__CONSIGNE DE L'EXERCICE__. Recopiez à l'identique le passage du texte sur les stratégies de prix qui va de « Les stratégies de prix du suiveur » jusqu'à « structurelles entre concurrents). ».

__EXTRAIT DU TEXTE__.
'''

Les stratégies de prix du suiveur
Les stratégies de prix du leader sont simples (cf. article de La Jaune et la Rouge, N° 579, novembre 2002) :
- baisser les prix pour gagner de la part de marché (dans les activités où il y a de forts effets d’échelle) ;
- ou optimiser les prix et les marges en fonction des cycles offre-demande (dans les activités où il y a peu de différences de coûts structurelles entre concurrents).
Elles dépendent de la nature de l’activité et doivent être optimisées à partir des coûts des concurrents proches ou marginaux, et non seulement des coûts spécifiques du leader. Toute stratégie non cohérente avec le type d’activité est fatale. Toute politique de prix basée sur les coûts du leader et non sur ceux des concurrents est coûteuse car sous-optimisée (cf. l’article de référence).
Les stratégies génériques du suiveur (c’est-à-dire d’un concurrent qui a une part de marché significativement inférieure à celle du leader) sont également peu nombreuses. À la différence de celles du leader, elles sont indépendantes du type d’activité.

'''

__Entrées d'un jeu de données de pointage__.
'''

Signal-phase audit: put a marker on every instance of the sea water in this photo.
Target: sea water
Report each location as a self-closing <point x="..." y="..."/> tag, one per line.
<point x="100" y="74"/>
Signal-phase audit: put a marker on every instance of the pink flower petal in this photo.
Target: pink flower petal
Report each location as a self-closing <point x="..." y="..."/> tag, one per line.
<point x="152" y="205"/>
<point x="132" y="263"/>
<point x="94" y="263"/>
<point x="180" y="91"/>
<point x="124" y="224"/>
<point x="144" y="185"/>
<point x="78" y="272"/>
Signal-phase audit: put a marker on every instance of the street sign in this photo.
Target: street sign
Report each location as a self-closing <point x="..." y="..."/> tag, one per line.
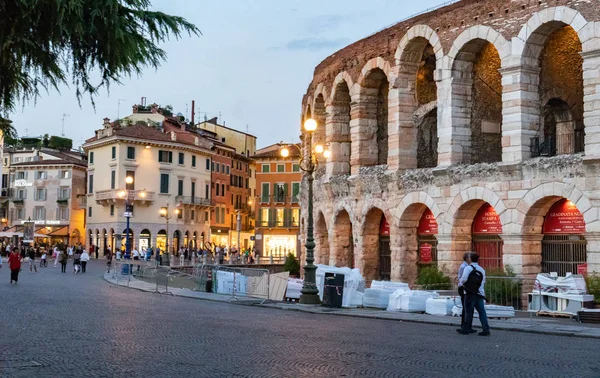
<point x="28" y="232"/>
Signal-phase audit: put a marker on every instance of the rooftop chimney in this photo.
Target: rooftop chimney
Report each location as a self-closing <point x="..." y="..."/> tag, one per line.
<point x="193" y="110"/>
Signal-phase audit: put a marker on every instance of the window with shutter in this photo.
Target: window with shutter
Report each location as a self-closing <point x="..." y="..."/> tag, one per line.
<point x="264" y="195"/>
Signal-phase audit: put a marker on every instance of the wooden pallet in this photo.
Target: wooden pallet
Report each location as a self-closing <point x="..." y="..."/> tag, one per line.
<point x="555" y="314"/>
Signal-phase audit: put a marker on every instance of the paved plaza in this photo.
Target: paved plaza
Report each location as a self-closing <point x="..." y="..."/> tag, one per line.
<point x="67" y="325"/>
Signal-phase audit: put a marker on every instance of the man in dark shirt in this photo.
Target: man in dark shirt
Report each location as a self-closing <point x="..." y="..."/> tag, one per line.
<point x="31" y="254"/>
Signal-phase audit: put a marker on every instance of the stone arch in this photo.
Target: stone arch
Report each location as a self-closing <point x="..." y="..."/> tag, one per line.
<point x="418" y="56"/>
<point x="404" y="260"/>
<point x="342" y="240"/>
<point x="321" y="239"/>
<point x="459" y="216"/>
<point x="532" y="208"/>
<point x="370" y="141"/>
<point x="338" y="126"/>
<point x="410" y="43"/>
<point x="321" y="90"/>
<point x="370" y="262"/>
<point x="533" y="35"/>
<point x="531" y="212"/>
<point x="319" y="114"/>
<point x="549" y="49"/>
<point x="474" y="61"/>
<point x="341" y="77"/>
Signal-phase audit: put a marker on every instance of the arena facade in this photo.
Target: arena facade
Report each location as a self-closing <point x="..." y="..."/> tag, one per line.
<point x="475" y="126"/>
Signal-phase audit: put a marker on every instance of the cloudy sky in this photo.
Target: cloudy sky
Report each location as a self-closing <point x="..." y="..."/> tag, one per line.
<point x="252" y="65"/>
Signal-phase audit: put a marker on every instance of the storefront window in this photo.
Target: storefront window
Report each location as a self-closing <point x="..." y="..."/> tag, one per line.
<point x="264" y="217"/>
<point x="280" y="245"/>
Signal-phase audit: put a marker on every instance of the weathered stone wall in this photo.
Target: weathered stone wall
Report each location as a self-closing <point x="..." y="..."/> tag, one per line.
<point x="494" y="73"/>
<point x="507" y="17"/>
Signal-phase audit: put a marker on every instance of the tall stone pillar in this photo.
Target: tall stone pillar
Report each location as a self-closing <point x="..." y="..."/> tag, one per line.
<point x="523" y="254"/>
<point x="593" y="252"/>
<point x="363" y="129"/>
<point x="520" y="111"/>
<point x="450" y="250"/>
<point x="404" y="255"/>
<point x="338" y="137"/>
<point x="402" y="141"/>
<point x="454" y="137"/>
<point x="591" y="98"/>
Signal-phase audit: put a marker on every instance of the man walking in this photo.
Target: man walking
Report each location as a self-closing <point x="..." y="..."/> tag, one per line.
<point x="14" y="263"/>
<point x="473" y="282"/>
<point x="461" y="290"/>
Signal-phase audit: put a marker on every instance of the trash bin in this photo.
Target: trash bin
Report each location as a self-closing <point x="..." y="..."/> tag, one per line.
<point x="125" y="269"/>
<point x="333" y="290"/>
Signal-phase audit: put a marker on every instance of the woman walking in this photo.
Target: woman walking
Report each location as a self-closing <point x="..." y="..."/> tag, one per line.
<point x="64" y="257"/>
<point x="84" y="259"/>
<point x="14" y="263"/>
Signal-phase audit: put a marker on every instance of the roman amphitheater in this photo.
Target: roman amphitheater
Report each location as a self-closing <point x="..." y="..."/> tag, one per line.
<point x="474" y="126"/>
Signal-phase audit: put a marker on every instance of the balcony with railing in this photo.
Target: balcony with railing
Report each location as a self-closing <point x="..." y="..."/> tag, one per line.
<point x="242" y="207"/>
<point x="565" y="144"/>
<point x="283" y="200"/>
<point x="190" y="201"/>
<point x="105" y="197"/>
<point x="286" y="223"/>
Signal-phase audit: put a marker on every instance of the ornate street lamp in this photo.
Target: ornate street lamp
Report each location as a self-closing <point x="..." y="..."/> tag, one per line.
<point x="308" y="164"/>
<point x="164" y="213"/>
<point x="129" y="196"/>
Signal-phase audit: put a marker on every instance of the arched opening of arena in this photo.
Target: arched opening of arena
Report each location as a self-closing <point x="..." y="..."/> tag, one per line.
<point x="161" y="240"/>
<point x="418" y="242"/>
<point x="176" y="241"/>
<point x="376" y="261"/>
<point x="477" y="102"/>
<point x="123" y="239"/>
<point x="319" y="116"/>
<point x="486" y="231"/>
<point x="343" y="242"/>
<point x="564" y="248"/>
<point x="338" y="130"/>
<point x="425" y="116"/>
<point x="145" y="239"/>
<point x="321" y="240"/>
<point x="374" y="99"/>
<point x="560" y="90"/>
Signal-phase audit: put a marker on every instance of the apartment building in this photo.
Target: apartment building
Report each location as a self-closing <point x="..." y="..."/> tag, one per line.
<point x="277" y="196"/>
<point x="46" y="186"/>
<point x="169" y="167"/>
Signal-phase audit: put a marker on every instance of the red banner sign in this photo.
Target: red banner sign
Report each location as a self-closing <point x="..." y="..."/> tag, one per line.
<point x="384" y="227"/>
<point x="564" y="218"/>
<point x="425" y="253"/>
<point x="487" y="221"/>
<point x="428" y="224"/>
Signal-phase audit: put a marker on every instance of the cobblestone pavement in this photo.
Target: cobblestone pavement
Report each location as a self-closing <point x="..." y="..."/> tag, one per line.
<point x="67" y="325"/>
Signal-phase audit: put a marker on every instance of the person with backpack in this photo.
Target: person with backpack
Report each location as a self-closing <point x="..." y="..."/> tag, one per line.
<point x="461" y="290"/>
<point x="473" y="283"/>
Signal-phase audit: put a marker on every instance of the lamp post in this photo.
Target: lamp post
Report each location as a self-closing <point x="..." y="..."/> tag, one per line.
<point x="165" y="213"/>
<point x="308" y="164"/>
<point x="129" y="196"/>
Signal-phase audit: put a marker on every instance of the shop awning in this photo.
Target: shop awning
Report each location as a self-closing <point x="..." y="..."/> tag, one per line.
<point x="63" y="231"/>
<point x="6" y="234"/>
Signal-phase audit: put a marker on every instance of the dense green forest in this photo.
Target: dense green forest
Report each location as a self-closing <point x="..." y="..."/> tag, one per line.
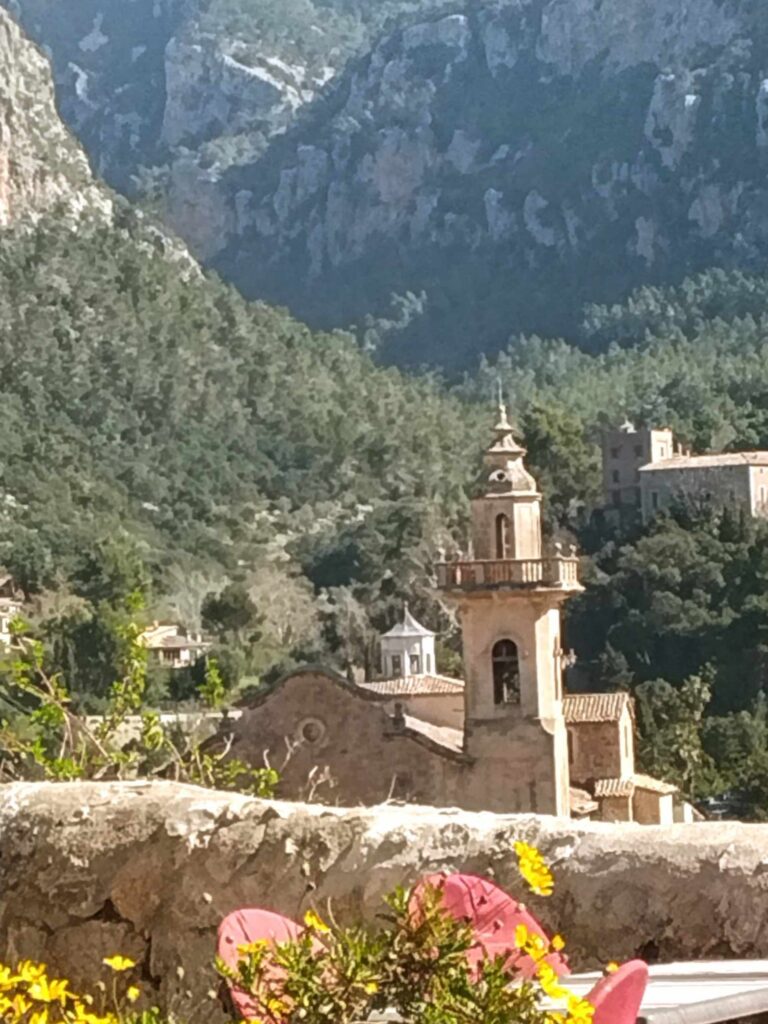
<point x="171" y="450"/>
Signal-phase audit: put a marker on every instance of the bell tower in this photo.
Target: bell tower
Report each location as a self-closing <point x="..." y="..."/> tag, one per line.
<point x="508" y="594"/>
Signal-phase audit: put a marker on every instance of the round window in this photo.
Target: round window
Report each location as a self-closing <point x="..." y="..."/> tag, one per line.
<point x="311" y="731"/>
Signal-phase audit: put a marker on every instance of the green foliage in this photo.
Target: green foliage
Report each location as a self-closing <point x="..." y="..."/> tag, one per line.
<point x="212" y="691"/>
<point x="164" y="435"/>
<point x="416" y="965"/>
<point x="47" y="738"/>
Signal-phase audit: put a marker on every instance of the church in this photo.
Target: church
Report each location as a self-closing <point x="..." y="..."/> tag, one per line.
<point x="507" y="737"/>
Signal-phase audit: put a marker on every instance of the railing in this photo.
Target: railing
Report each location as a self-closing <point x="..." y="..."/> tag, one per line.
<point x="557" y="570"/>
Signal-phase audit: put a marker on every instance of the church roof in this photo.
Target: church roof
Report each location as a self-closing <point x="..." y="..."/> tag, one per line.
<point x="595" y="708"/>
<point x="408" y="628"/>
<point x="443" y="735"/>
<point x="415" y="686"/>
<point x="626" y="786"/>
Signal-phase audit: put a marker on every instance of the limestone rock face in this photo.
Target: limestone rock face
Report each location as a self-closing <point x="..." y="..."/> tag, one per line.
<point x="516" y="152"/>
<point x="509" y="160"/>
<point x="148" y="869"/>
<point x="41" y="166"/>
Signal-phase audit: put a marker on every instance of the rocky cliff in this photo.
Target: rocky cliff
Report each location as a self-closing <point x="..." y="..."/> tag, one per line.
<point x="514" y="160"/>
<point x="167" y="94"/>
<point x="148" y="870"/>
<point x="41" y="166"/>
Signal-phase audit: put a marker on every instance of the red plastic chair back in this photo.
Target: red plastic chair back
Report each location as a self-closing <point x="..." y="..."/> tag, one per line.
<point x="617" y="997"/>
<point x="241" y="928"/>
<point x="494" y="916"/>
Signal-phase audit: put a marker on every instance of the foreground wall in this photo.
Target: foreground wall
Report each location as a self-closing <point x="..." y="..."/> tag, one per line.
<point x="148" y="869"/>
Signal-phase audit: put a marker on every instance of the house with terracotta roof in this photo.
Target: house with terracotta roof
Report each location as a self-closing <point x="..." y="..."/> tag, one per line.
<point x="171" y="646"/>
<point x="505" y="738"/>
<point x="645" y="470"/>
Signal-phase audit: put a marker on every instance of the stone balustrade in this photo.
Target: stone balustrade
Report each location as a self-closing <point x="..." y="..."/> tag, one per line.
<point x="555" y="570"/>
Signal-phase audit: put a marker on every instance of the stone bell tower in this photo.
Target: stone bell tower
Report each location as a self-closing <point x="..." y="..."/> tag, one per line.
<point x="508" y="594"/>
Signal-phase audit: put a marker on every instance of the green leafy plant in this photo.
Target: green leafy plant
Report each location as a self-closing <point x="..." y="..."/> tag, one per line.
<point x="417" y="964"/>
<point x="49" y="739"/>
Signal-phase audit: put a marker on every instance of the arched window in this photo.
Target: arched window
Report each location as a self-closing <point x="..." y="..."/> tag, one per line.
<point x="506" y="673"/>
<point x="502" y="537"/>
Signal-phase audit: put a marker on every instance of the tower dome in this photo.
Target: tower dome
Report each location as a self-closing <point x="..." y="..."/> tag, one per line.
<point x="408" y="649"/>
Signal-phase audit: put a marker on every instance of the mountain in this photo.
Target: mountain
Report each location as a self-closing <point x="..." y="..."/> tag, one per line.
<point x="166" y="94"/>
<point x="493" y="164"/>
<point x="512" y="161"/>
<point x="41" y="166"/>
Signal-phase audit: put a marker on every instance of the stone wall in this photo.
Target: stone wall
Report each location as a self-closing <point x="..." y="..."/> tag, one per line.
<point x="148" y="869"/>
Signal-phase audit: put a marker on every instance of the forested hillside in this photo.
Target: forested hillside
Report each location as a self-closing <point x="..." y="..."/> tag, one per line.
<point x="150" y="408"/>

'''

__RÉPONSE ATTENDUE__.
Les stratégies de prix du suiveur
Les stratégies de prix du leader sont simples (cf. article de La Jaune et la Rouge, N° 579, novembre 2002) :
- baisser les prix pour gagner de la part de marché (dans les activités où il y a de forts effets d’échelle) ;
- ou optimiser les prix et les marges en fonction des cycles offre-demande (dans les activités où il y a peu de différences de coûts structurelles entre concurrents).